• _Exercise task A_: Collect every line in the entries that contains the word "wooden".

• _Text_:
_ _ _ _ _

The last element of the proposed evaluation method involves the
restructuring of trees by the client, which is necessary only if
the parse submitted treats any of certain constructions in
a manner different from the standard. At the workshop, three
constructions were identified: extraposition, modification of
noun phrases by post-head phrases
such as PP, and sequences of prepositions which occur constituent-initially
and/or particles which occur constituent-finally. Briefly,
for extraposition sentences like "It is necessary for us to leave"
the extaposed phrase "for us to leave" should be attached at the S
level and not, for example as a sister of "necessary". For NP
modification, post-head modifiers should be attached to the NP and
not at the N-BAR level. Finally, for sequences of prepositions/particles
we attach to the top node of the constituent. Thus if the initial
client analysis is

 (We (were ((out of) (oatmeal cookies))))

then the restructured analysis should be

 (We (were (out of (outmeal cookies)))).

These three constructions were identified from a hand analysis of a
limited amount of data and we are currently examining more data
to see whether the list should be extended.

Generally, there are two strategies that can be followed in cases
where a client's analysis differs systematically from the standard:
modify the evaluation program so that it deletes certain nodes, or specify
a procedure that can be adopted by clients to bring their
trees into conformity with the standard. However, we have seen that
there are instances where reconciliation is very difficult or impossible
and are working to assess the expected frequency of such cases.

Before the evaluation software was available, we applied the
method by hand, using the UPenn Treebank as a standard, to 14 of the
above-mentioned 50 Brown Corpus sentences which were given their "ideal"
analyses by the grammarians. (Canonical modifications as specified above were
required.) The sentences were selected
because they had been successfully run by one of our automated systems (NYU's)
and were expected to give some hint of the method's reliability for
sentences that are easy for automated systems.
The Crossing score was zero in every case and the corresponding Recall
average score was 94%. We were encouraged by this initial result to
pursue the development of software to carry out the scoring.

After the evaluation program became available, we ran it on the entire
50 sentence corpus and obtained the following results:

 crossings recall
 AT&T 3 (1) .88
 BBN 4 (1) .86
 Bellcore 10 (5) .87
 Boeing 4 (1) .97
 HP 4 (0) .97
 IBM 4 (2) .96
 Logos 3 (0) .86
 NYU 10 (10) .79

The first number in the crossings column is the total number of sentences
that contained a crossing while the second number in parentheses is the
number of sentences with crossings that remain after certain policy
changes are implemented in the standard parse and the node deletion protocol
of the evaluation procedure.

_ _ _ _ _

• _Extracted records_:

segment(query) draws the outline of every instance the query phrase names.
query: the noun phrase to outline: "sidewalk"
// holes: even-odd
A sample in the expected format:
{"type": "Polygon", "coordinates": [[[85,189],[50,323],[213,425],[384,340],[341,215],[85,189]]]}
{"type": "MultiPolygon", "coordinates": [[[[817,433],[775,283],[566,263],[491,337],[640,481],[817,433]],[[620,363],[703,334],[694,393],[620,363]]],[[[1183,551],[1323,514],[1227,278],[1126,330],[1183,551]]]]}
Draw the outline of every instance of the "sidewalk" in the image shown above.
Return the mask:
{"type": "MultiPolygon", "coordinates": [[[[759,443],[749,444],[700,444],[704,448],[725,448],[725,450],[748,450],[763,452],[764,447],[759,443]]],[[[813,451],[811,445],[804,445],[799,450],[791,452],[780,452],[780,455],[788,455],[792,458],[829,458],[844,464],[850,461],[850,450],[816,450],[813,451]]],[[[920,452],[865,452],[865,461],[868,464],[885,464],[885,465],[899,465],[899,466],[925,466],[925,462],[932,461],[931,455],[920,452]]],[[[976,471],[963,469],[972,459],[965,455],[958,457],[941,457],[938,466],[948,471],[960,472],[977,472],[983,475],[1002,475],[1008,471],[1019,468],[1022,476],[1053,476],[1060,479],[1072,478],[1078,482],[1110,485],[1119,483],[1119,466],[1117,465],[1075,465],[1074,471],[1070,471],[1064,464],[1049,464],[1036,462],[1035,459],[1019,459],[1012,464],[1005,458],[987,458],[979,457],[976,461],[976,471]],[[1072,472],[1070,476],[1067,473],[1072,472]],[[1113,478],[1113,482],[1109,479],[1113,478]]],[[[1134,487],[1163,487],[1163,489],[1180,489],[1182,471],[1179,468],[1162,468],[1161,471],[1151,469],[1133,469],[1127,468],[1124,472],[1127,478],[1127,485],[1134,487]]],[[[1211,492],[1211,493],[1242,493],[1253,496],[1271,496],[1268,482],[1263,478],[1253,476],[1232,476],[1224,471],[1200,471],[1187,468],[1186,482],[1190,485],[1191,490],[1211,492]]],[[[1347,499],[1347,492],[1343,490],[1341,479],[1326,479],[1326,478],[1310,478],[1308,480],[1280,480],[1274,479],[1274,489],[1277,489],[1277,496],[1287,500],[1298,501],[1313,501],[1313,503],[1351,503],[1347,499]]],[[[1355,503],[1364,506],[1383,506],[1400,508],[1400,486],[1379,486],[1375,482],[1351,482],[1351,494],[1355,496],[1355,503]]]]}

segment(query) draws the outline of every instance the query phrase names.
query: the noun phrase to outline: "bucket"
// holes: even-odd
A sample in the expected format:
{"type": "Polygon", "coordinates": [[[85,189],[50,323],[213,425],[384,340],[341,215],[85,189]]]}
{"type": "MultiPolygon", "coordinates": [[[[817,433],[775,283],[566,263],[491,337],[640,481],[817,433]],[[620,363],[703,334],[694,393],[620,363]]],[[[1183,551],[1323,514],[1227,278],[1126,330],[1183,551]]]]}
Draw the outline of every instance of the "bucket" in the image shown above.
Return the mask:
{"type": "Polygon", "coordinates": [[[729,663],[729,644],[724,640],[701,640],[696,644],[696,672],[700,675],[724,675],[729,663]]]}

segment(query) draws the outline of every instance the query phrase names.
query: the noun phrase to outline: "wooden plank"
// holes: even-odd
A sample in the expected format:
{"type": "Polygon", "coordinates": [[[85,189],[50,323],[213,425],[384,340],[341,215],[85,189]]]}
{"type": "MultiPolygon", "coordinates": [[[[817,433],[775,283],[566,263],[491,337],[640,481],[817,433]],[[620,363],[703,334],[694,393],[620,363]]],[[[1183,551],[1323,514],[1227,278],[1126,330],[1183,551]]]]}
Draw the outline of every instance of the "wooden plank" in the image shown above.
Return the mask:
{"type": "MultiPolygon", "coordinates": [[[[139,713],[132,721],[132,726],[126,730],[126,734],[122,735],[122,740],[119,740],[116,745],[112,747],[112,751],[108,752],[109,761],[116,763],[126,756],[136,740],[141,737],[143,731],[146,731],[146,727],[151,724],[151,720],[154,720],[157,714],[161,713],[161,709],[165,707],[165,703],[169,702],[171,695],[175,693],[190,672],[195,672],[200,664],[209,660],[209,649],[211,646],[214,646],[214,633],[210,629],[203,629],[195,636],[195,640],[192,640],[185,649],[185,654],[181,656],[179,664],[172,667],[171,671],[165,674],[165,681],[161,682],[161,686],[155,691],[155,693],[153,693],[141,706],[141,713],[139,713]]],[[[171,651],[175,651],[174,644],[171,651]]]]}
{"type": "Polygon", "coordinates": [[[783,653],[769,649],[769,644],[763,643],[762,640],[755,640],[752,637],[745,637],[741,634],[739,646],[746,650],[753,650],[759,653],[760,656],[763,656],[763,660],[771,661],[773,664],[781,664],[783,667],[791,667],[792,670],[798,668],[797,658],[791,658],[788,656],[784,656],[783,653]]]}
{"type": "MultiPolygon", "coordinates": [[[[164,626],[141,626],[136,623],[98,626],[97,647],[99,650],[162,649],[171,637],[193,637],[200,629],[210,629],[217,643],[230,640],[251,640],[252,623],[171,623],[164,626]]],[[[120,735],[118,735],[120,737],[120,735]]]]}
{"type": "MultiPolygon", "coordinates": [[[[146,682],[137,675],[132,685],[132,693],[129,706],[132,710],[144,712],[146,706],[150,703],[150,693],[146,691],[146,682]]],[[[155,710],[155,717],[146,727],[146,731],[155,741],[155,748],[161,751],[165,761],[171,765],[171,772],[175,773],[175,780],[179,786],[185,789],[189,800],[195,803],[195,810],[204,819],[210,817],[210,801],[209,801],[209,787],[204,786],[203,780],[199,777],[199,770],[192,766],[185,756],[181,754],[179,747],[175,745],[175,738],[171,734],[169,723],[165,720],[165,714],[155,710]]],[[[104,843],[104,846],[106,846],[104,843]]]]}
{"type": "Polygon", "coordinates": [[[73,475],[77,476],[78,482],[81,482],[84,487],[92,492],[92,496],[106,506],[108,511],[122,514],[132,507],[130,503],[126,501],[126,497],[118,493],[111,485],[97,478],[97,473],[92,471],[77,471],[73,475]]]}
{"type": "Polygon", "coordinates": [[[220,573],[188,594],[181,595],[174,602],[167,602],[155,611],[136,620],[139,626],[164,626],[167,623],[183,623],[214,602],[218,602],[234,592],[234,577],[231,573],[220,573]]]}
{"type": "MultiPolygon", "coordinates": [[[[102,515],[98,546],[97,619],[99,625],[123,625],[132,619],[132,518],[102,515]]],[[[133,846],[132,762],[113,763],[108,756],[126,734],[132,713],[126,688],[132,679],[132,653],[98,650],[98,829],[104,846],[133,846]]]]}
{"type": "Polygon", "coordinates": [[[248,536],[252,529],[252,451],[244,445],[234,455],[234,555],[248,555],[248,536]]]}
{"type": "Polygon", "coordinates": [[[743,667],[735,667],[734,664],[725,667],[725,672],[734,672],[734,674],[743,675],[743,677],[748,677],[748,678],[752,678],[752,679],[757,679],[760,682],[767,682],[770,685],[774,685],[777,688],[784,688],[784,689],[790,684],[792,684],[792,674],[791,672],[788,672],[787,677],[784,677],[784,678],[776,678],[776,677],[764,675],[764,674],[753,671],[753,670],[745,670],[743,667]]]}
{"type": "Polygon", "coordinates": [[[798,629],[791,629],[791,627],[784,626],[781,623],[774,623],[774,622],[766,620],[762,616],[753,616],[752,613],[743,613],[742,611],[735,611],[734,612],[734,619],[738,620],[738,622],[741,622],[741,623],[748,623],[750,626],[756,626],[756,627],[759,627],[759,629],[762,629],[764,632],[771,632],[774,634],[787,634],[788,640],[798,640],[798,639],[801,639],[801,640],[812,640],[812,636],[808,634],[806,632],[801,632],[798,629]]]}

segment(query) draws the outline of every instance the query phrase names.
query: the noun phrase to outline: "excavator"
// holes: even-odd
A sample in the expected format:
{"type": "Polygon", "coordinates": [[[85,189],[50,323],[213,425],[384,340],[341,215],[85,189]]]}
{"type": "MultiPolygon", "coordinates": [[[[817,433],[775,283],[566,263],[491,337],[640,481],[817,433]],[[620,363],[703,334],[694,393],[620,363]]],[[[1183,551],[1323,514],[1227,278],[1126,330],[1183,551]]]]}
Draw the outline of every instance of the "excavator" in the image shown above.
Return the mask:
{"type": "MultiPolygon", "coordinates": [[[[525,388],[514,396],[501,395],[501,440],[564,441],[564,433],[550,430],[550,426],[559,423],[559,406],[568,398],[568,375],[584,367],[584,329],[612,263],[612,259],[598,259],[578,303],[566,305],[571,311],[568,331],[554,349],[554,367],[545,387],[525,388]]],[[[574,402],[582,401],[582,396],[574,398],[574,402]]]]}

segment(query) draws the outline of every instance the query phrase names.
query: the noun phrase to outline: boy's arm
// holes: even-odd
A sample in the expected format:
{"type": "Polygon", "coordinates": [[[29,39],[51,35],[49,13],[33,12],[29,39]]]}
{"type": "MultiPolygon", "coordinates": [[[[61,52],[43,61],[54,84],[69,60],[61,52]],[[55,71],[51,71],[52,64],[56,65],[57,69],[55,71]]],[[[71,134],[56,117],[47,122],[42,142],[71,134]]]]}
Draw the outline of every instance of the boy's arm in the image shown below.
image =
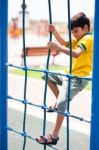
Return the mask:
{"type": "Polygon", "coordinates": [[[68,45],[68,42],[62,38],[62,36],[58,33],[58,31],[54,27],[54,25],[49,25],[48,30],[49,30],[49,32],[52,32],[52,34],[55,36],[55,38],[61,45],[64,45],[64,46],[68,45]]]}
{"type": "MultiPolygon", "coordinates": [[[[64,54],[70,56],[70,49],[67,48],[67,47],[62,48],[62,47],[60,47],[59,45],[57,45],[56,43],[53,43],[53,42],[49,42],[47,47],[50,48],[50,49],[56,49],[56,51],[62,52],[64,54]]],[[[81,47],[78,47],[75,51],[72,51],[72,57],[78,58],[82,53],[83,53],[83,49],[81,47]]]]}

_ _ _ _ _

• _Exercise task B_: Quote the parse evaluation text, beginning at the words "Before the evaluation" and stopping after "out the scoring.".

• _Full solution A_:
query: the noun phrase to outline: "wooden plank"
Draw the outline of every instance of the "wooden plank" in the image shown above.

• _Full solution B_:
Before the evaluation software was available, we applied the
method by hand, using the UPenn Treebank as a standard, to 14 of the
above-mentioned 50 Brown Corpus sentences which were given their "ideal"
analyses by the grammarians. (Canonical modifications as specified above were
required.) The sentences were selected
because they had been successfully run by one of our automated systems (NYU's)
and were expected to give some hint of the method's reliability for
sentences that are easy for automated systems.
The Crossing score was zero in every case and the corresponding Recall
average score was 94%. We were encouraged by this initial result to
pursue the development of software to carry out the scoring.